Task to complete> Set out word for word the line that contains "the guitar bridge." and each line after it, through the end of the data below, but exclude the pictures.

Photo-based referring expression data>
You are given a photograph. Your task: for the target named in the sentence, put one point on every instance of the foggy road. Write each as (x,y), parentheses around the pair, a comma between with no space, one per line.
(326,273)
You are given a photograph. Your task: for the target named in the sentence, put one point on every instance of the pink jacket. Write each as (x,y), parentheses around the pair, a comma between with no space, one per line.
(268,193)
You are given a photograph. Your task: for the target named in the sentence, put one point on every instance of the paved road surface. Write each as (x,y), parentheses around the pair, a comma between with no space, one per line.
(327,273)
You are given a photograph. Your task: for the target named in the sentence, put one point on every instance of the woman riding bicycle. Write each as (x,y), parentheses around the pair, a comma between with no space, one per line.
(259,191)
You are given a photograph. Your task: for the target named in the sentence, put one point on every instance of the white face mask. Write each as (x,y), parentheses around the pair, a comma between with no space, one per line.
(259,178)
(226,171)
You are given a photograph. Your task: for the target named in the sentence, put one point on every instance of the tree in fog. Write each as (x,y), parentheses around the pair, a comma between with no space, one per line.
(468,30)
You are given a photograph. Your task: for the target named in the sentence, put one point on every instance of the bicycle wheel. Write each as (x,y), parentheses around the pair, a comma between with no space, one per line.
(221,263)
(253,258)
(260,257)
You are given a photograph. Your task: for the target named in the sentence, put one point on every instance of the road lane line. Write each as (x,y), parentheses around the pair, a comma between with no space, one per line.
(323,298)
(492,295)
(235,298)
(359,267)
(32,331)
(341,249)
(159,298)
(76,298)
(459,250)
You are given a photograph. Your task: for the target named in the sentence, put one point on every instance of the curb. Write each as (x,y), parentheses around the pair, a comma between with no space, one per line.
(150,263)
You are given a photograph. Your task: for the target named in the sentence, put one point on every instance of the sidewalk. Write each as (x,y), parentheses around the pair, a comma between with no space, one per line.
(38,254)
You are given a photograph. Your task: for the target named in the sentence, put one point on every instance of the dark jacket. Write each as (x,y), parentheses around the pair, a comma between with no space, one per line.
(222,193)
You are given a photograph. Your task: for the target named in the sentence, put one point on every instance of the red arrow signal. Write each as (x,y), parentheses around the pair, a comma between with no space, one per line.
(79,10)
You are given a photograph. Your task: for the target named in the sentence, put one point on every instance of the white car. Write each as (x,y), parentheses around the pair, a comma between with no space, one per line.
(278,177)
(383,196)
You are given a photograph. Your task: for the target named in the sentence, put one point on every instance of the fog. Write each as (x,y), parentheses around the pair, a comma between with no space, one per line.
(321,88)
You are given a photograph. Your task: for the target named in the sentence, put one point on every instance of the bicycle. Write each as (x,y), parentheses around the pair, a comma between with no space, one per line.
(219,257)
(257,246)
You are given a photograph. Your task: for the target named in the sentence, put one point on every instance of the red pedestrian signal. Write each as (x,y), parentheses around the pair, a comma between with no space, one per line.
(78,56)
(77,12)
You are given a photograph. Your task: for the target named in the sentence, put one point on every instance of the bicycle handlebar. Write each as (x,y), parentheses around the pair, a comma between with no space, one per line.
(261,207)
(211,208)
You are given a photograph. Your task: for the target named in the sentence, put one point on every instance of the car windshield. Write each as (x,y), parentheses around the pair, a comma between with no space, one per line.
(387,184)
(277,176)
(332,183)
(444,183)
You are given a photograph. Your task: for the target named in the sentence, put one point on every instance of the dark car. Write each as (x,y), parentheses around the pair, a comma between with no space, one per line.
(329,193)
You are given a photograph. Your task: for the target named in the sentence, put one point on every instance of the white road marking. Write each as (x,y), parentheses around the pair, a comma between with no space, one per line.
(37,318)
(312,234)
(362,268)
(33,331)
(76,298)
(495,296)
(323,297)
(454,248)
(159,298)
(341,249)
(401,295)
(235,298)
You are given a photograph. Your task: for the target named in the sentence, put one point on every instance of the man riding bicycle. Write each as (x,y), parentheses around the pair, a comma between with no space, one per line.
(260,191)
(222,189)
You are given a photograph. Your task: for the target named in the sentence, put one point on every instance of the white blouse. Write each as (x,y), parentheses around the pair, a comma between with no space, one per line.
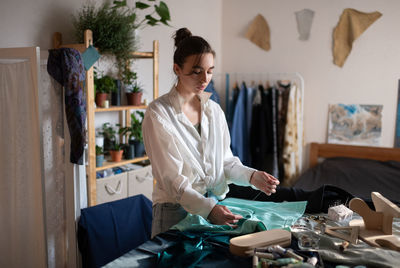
(185,164)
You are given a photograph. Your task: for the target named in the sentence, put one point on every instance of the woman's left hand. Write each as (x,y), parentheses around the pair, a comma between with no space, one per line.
(264,182)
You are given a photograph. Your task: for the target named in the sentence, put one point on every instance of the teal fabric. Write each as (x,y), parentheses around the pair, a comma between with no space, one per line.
(89,57)
(257,216)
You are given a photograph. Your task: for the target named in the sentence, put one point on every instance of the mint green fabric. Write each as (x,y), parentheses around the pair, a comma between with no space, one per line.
(257,216)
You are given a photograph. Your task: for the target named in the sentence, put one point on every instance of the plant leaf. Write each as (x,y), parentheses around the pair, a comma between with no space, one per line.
(141,5)
(121,3)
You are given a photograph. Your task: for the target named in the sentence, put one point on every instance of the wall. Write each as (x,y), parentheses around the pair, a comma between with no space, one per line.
(369,75)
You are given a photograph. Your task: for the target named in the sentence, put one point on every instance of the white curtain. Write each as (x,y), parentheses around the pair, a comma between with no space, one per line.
(22,238)
(37,207)
(55,168)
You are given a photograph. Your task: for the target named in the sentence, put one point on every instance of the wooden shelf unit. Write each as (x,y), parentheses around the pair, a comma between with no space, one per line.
(91,168)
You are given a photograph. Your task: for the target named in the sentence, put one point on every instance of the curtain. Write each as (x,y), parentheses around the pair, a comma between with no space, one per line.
(22,241)
(37,207)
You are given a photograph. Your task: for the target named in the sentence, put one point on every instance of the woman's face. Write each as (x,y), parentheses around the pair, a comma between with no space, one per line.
(196,73)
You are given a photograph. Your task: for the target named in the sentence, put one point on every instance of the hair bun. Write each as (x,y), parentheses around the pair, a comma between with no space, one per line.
(181,34)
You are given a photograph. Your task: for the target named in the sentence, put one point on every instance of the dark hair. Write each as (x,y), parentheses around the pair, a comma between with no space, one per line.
(186,45)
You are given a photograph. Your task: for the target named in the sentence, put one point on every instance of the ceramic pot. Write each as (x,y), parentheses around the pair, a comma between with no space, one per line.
(100,98)
(134,98)
(116,96)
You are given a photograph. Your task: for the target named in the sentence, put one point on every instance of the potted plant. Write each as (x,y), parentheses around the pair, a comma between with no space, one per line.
(133,89)
(116,152)
(135,135)
(113,26)
(108,133)
(99,156)
(103,86)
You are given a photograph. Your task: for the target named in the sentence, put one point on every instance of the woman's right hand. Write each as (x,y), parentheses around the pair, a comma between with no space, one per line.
(221,215)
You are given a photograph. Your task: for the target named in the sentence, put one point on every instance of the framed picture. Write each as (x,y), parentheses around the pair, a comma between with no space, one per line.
(355,124)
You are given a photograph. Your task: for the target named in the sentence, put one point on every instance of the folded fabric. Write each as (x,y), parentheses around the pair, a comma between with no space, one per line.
(351,25)
(257,216)
(258,32)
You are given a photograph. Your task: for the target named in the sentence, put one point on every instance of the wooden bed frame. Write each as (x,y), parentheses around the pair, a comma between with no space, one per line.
(325,150)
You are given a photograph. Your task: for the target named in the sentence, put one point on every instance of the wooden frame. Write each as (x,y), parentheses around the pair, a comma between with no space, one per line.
(325,150)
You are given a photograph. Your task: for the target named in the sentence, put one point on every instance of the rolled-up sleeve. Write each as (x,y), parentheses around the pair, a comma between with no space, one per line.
(167,163)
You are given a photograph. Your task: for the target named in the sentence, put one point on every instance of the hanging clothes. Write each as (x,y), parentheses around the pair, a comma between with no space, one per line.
(66,67)
(283,99)
(263,133)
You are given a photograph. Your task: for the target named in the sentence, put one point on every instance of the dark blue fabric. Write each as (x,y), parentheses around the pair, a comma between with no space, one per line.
(109,230)
(66,67)
(210,88)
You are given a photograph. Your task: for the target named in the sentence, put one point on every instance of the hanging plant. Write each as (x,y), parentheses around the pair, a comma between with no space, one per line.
(113,26)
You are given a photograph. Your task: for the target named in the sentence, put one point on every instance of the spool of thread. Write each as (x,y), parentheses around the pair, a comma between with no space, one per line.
(313,261)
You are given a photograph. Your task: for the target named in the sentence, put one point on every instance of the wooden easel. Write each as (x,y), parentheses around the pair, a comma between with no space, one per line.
(376,226)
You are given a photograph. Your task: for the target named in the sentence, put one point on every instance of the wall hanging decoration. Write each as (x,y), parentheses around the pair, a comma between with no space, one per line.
(355,124)
(304,20)
(258,33)
(351,25)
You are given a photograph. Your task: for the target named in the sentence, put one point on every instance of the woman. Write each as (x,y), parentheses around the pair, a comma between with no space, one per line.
(188,143)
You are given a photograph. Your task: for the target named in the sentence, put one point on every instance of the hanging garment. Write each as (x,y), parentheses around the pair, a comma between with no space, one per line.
(258,33)
(232,105)
(304,20)
(239,132)
(352,24)
(257,216)
(210,88)
(283,99)
(66,67)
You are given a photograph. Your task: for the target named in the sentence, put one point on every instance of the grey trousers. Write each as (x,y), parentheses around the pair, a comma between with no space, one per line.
(166,215)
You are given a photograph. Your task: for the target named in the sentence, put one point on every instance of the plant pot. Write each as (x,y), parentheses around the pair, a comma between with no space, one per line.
(134,98)
(99,160)
(139,148)
(130,151)
(100,98)
(116,156)
(116,96)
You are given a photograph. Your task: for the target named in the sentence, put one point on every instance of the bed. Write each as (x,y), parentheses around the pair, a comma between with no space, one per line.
(357,169)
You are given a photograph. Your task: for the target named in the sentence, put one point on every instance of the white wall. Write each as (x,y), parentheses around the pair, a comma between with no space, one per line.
(369,75)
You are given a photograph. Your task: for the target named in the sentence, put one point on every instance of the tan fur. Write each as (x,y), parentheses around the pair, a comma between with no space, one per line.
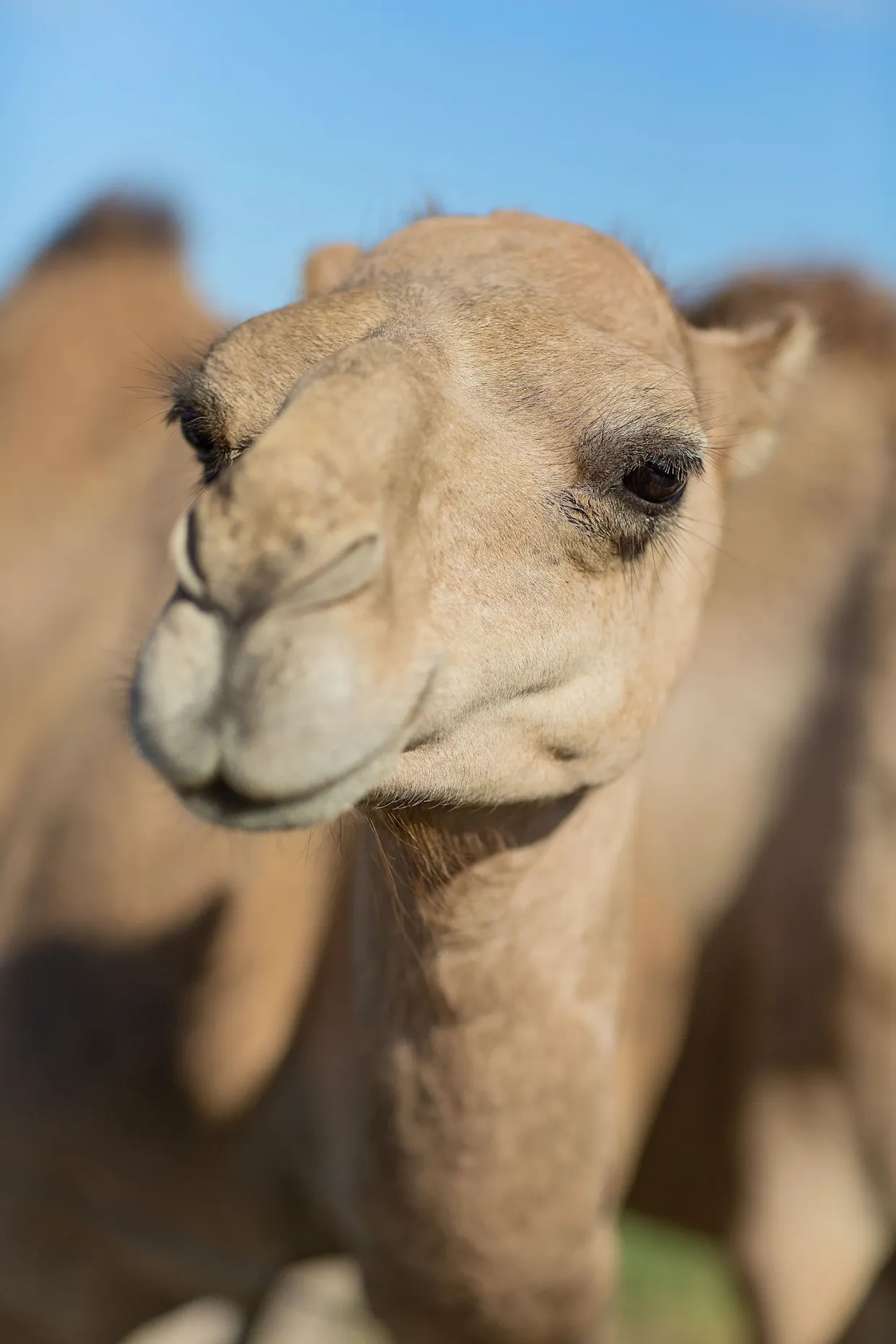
(152,968)
(767,788)
(413,584)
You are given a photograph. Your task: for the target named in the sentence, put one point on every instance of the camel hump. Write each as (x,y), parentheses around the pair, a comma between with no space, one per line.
(117,223)
(853,314)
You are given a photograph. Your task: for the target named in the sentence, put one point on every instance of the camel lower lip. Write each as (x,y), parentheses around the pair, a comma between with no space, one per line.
(219,803)
(226,806)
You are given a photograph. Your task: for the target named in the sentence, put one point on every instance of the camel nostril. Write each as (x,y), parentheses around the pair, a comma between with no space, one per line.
(350,570)
(184,554)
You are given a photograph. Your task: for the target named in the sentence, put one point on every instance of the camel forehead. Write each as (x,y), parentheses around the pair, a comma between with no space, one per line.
(540,262)
(505,287)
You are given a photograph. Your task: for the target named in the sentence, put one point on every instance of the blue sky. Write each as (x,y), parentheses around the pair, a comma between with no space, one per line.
(708,132)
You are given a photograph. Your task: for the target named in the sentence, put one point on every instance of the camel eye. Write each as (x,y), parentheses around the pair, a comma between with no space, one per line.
(652,483)
(198,437)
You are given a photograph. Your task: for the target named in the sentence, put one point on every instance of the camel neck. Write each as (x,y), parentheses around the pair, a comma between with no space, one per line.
(488,957)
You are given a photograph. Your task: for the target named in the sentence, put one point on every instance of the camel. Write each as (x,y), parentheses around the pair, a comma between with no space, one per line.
(152,968)
(458,522)
(772,773)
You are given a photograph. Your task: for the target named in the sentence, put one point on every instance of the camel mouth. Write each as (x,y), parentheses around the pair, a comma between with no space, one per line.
(218,801)
(223,806)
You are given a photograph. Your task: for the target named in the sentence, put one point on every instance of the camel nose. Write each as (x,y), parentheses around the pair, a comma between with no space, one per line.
(331,572)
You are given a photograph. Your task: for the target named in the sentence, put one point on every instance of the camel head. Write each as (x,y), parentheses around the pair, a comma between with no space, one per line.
(458,519)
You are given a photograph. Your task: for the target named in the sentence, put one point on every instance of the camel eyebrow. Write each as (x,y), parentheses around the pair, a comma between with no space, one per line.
(605,448)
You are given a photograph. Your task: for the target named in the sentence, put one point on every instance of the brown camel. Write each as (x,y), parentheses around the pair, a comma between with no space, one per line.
(152,968)
(458,523)
(774,776)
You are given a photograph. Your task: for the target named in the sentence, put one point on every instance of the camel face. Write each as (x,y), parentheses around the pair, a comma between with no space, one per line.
(458,522)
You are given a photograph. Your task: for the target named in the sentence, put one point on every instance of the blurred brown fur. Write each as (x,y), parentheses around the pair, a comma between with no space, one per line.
(775,781)
(152,968)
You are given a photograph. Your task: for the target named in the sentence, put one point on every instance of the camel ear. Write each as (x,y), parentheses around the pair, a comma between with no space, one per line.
(327,268)
(749,378)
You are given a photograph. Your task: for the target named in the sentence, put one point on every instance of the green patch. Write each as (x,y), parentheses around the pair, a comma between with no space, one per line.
(676,1289)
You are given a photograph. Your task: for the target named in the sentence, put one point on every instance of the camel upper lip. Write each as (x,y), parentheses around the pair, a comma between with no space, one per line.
(219,801)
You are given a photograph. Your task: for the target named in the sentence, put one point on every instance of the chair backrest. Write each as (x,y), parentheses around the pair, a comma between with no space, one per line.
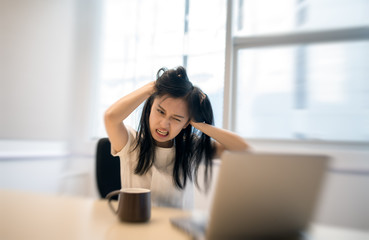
(107,168)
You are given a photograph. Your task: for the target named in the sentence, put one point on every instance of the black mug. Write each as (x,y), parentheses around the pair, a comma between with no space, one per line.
(134,204)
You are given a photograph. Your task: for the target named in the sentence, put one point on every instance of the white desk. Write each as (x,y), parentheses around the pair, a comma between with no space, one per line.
(38,216)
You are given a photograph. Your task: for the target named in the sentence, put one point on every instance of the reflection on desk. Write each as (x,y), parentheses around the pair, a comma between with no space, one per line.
(38,216)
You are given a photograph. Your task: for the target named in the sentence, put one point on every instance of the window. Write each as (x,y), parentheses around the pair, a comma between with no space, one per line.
(294,69)
(140,37)
(300,69)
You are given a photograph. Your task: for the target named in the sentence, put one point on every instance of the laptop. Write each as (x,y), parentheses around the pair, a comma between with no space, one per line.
(260,196)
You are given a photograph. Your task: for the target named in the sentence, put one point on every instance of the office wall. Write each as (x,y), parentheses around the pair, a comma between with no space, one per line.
(47,55)
(36,59)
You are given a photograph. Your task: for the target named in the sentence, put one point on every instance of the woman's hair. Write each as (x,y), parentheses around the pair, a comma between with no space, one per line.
(191,146)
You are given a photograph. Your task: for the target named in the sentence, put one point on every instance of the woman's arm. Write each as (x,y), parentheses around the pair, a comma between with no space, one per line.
(225,140)
(120,110)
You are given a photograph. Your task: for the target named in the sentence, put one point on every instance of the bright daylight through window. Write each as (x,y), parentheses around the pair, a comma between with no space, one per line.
(302,69)
(299,68)
(140,37)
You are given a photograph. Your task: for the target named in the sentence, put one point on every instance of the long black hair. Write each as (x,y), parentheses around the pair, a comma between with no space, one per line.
(192,147)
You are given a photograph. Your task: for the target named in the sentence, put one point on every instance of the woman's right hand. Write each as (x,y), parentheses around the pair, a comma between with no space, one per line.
(120,110)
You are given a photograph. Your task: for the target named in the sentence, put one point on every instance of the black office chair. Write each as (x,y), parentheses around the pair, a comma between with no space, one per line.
(107,169)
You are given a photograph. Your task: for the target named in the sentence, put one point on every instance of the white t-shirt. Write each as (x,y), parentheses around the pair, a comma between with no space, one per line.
(158,179)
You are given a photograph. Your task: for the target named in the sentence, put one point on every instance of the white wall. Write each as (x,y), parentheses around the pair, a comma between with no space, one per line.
(37,53)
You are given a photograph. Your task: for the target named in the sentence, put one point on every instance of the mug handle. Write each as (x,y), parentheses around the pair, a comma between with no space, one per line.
(109,197)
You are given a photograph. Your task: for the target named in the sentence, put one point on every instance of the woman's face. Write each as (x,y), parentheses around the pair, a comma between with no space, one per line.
(167,118)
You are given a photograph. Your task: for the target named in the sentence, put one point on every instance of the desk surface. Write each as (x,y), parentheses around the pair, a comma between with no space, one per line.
(38,216)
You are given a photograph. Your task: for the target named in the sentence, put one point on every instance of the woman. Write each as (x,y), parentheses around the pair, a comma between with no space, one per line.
(173,138)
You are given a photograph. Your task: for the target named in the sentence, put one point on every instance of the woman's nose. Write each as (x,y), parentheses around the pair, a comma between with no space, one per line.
(164,123)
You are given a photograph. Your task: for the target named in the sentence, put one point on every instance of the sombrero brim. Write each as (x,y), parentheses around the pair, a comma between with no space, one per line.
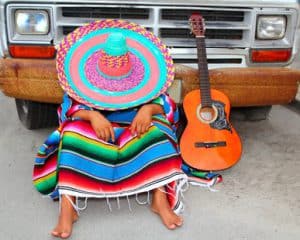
(79,46)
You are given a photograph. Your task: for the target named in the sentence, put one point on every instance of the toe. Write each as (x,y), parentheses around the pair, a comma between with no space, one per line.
(179,222)
(55,233)
(171,226)
(65,235)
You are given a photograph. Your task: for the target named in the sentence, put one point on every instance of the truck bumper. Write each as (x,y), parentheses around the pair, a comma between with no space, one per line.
(36,80)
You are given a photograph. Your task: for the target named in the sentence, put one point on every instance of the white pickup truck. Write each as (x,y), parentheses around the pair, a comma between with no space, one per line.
(250,47)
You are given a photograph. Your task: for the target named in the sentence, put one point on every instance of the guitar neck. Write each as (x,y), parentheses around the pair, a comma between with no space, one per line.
(206,100)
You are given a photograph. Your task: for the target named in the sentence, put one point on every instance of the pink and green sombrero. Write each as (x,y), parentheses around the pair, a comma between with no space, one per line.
(113,65)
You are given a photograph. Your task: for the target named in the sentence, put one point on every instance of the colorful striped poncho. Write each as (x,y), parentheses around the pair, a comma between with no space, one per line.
(74,161)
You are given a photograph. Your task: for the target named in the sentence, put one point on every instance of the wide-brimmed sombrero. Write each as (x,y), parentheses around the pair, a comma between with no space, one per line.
(113,65)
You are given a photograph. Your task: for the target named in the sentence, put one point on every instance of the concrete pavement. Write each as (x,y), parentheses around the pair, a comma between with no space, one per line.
(258,199)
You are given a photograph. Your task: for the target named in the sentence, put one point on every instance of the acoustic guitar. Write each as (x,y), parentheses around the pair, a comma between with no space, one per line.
(209,141)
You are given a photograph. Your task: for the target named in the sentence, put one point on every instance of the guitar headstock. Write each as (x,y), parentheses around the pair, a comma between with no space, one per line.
(197,24)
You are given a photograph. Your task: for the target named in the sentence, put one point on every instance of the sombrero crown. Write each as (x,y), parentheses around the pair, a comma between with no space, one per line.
(113,64)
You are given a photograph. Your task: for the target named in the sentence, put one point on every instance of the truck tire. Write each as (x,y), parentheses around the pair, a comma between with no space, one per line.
(34,115)
(251,113)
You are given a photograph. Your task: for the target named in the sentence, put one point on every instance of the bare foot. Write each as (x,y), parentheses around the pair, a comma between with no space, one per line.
(67,217)
(161,206)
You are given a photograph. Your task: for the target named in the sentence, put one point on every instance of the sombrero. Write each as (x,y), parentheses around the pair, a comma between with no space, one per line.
(113,65)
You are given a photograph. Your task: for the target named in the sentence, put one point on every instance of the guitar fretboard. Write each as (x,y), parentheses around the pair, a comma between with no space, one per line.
(206,100)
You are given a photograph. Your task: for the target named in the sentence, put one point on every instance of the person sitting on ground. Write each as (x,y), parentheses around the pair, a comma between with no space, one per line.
(117,133)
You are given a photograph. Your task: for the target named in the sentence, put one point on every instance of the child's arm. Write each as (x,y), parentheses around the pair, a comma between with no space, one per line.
(102,127)
(143,118)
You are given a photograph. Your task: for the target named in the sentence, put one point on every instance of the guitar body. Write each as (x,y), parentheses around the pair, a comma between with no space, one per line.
(209,146)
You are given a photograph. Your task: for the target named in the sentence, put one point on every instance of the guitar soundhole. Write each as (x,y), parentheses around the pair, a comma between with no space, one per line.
(207,114)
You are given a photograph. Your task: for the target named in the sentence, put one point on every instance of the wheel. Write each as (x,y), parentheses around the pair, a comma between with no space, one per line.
(34,115)
(251,113)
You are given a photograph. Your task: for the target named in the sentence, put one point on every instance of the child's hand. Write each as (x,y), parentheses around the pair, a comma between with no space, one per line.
(102,127)
(143,118)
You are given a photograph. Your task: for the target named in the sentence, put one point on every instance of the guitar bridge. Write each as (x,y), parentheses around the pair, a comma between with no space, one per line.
(210,144)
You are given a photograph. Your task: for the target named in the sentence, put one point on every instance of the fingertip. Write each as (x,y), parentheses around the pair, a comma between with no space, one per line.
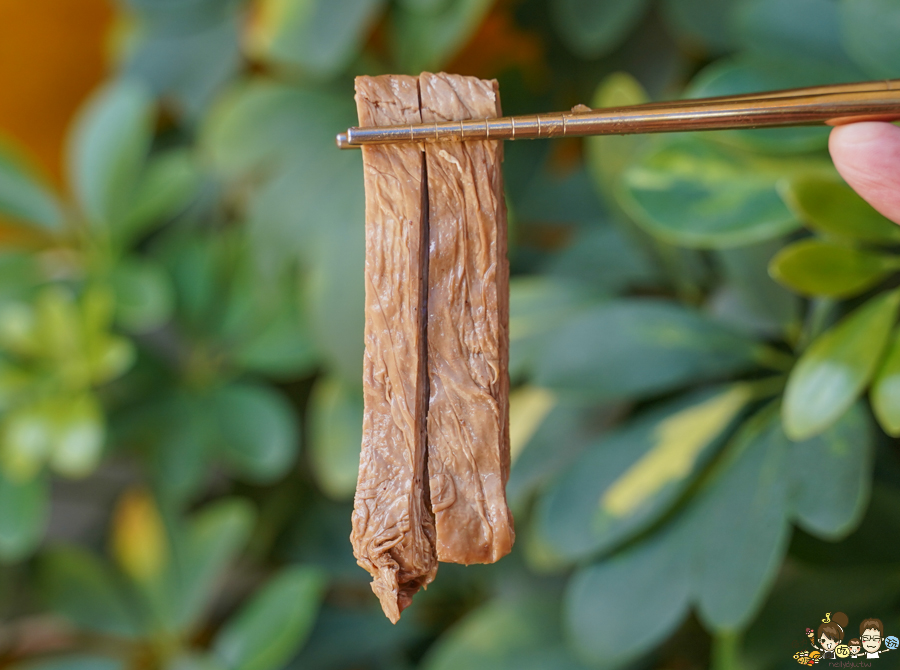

Output>
You are given a photograph. Your task: for the target named in the sentence, put one point on every instance of the guitar bridge. Write each as (x,y), parentheses around the pair, a comma between with no space, one per line.
(210,144)
You are given a photograph. Your task: for the target named in the sentence, put one point on every instance of the fingertip. Write each as (x,y), parentheses around the pair, a comma between with no space, one per line.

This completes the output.